PROBLEM - Restate each of the lines below word for word and drop every picture.
begin RECORDS TO USE
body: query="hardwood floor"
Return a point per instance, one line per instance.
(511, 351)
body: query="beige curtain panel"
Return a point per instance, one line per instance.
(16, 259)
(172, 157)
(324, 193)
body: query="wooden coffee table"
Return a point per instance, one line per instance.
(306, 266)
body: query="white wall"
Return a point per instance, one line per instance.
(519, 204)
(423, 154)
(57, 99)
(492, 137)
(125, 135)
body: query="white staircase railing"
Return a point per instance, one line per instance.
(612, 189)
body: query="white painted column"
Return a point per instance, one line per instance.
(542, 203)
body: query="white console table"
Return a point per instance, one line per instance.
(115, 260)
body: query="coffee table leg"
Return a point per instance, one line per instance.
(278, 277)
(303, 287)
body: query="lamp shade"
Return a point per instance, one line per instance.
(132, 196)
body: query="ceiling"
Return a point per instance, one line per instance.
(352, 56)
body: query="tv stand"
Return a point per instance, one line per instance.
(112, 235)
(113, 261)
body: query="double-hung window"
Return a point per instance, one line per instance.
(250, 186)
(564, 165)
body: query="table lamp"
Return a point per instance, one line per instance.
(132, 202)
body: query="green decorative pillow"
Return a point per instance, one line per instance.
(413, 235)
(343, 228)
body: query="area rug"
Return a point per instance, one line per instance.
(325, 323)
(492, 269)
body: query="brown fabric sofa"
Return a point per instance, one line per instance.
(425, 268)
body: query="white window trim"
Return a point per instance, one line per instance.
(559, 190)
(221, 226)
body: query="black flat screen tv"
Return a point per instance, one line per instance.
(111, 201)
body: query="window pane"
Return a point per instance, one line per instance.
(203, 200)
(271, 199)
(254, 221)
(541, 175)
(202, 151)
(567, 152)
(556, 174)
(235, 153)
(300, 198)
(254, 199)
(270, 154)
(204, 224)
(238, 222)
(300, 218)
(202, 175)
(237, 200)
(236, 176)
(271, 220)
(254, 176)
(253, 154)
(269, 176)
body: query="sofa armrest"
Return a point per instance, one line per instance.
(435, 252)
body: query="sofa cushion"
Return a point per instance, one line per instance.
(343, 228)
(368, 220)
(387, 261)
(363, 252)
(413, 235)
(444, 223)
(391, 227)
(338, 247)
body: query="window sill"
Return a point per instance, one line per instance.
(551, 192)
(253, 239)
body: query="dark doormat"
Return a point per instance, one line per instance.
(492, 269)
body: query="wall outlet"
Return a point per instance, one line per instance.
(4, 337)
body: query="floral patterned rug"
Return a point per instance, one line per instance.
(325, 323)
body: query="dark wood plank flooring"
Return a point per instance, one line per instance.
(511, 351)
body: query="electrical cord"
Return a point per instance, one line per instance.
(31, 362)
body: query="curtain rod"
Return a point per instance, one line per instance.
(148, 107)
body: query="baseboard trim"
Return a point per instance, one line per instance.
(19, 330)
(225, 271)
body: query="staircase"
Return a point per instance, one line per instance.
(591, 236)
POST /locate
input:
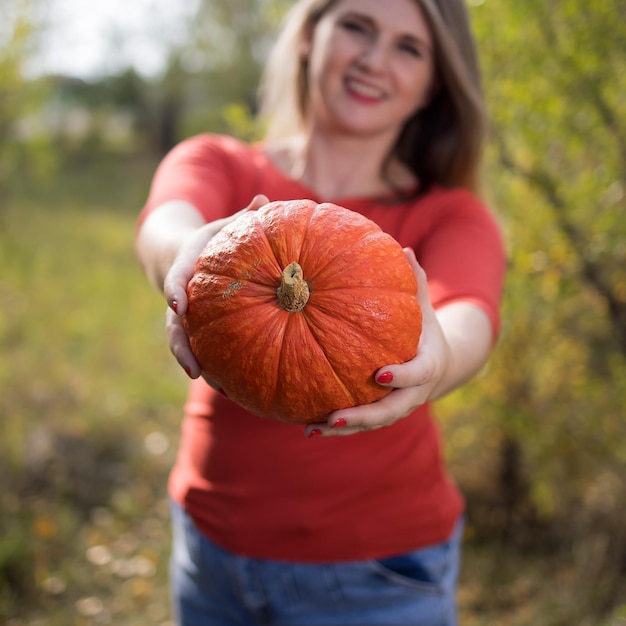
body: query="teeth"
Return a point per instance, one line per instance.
(364, 90)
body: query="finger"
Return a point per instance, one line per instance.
(179, 344)
(398, 404)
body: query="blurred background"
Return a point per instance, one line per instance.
(91, 97)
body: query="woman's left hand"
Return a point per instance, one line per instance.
(414, 382)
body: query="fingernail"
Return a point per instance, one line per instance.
(385, 378)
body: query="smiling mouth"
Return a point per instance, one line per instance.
(364, 91)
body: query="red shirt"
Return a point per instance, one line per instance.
(258, 487)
end RECORDS TO USE
OUTPUT OF THE TASK -
body: query="hardwood floor"
Return a point per instance, one line per instance.
(511, 351)
body: query="beige curtain panel"
Return a point per instance, one line per instance.
(16, 259)
(172, 157)
(324, 193)
body: query="wooden coffee table"
Return a point per instance, one line per instance.
(306, 266)
body: query="white wall"
Return a point per instance, one line per instance.
(519, 204)
(423, 154)
(57, 99)
(492, 137)
(125, 135)
body: query="white staircase railing"
Return a point per instance, one line per instance.
(612, 189)
body: query="white painted column"
Return a point per instance, one line per instance.
(542, 203)
body: query="white console table"
Return a point per instance, one line per instance.
(115, 260)
body: query="coffee table leg"
Return a point per instance, one line per instance.
(278, 277)
(303, 287)
body: query="lamp shade"
Return a point per instance, one line per instance.
(132, 196)
body: query="ceiling"
Return a point per instance, one line per instance.
(352, 56)
body: query="tv stand"
Return a point per instance, one line per instance.
(112, 235)
(113, 261)
body: query="double-hung window"
Return a point per instance, one line per instance.
(250, 186)
(564, 165)
body: query="table lamp"
Return a point per instance, one line per instance.
(132, 202)
body: query="green decorative pillow"
Return a point per instance, one line per instance.
(413, 235)
(343, 228)
body: query="area rug"
Return a point per instance, one line per instance.
(325, 323)
(492, 269)
body: query="brown fabric sofa"
Return a point per instance, one line per instance.
(425, 268)
body: query="white window trim"
Return a point per instance, one line per instance.
(559, 190)
(221, 226)
body: query="black flat screen tv"
Return a point per instance, one line per instance.
(111, 201)
body: query="window pane"
Return a point per instance, one line per instance.
(203, 200)
(271, 199)
(254, 221)
(541, 175)
(202, 151)
(567, 152)
(556, 174)
(235, 153)
(300, 198)
(254, 199)
(270, 154)
(204, 224)
(238, 222)
(300, 218)
(202, 175)
(237, 200)
(236, 176)
(271, 220)
(254, 176)
(253, 154)
(269, 176)
body: query="sofa armrest"
Return a point per instance, one line per instance.
(435, 252)
body: query="sofa cushion"
Return a point per instance, one line per instance.
(343, 228)
(368, 220)
(387, 261)
(363, 252)
(413, 235)
(444, 223)
(391, 227)
(338, 247)
body: query="window sill"
Return a point per instance, one line per instance.
(551, 192)
(253, 239)
body: query="dark doormat"
Return a point per instance, one line per instance.
(492, 269)
body: query="wall outlet"
Return a point per instance, one line per instance.
(4, 337)
body: query="floral patterned rug"
Return a point per instance, one line per instance.
(325, 323)
body: query="dark wood plank flooring"
Return a point per instance, one line per instance.
(511, 351)
body: query="electrical cord"
Return a point per instance, one line per instance.
(31, 362)
body: query="curtain rod"
Return a point per instance, one line per instance.
(148, 107)
body: query="baseboard trim"
Return a point per instance, one line per instance.
(19, 330)
(225, 271)
body: query="staircase"
Return a point per instance, one line per instance.
(591, 236)
POST /locate
input:
body: query="teeth"
Return a point per instance, one line per instance.
(364, 90)
body: query="finger"
Return a point per instance, one line per instance.
(179, 344)
(398, 404)
body: query="blurred background"
Return a point per instance, one line per instance.
(91, 97)
body: query="woman's left hand"
Return a point per instance, one line per instance.
(414, 382)
body: query="fingernail"
Return a point per instance, one line per instance.
(385, 378)
body: query="smiling mouth"
Return a point per instance, one line per instance.
(364, 91)
body: query="red shirt"
Return a point per instance, one line per instance.
(258, 487)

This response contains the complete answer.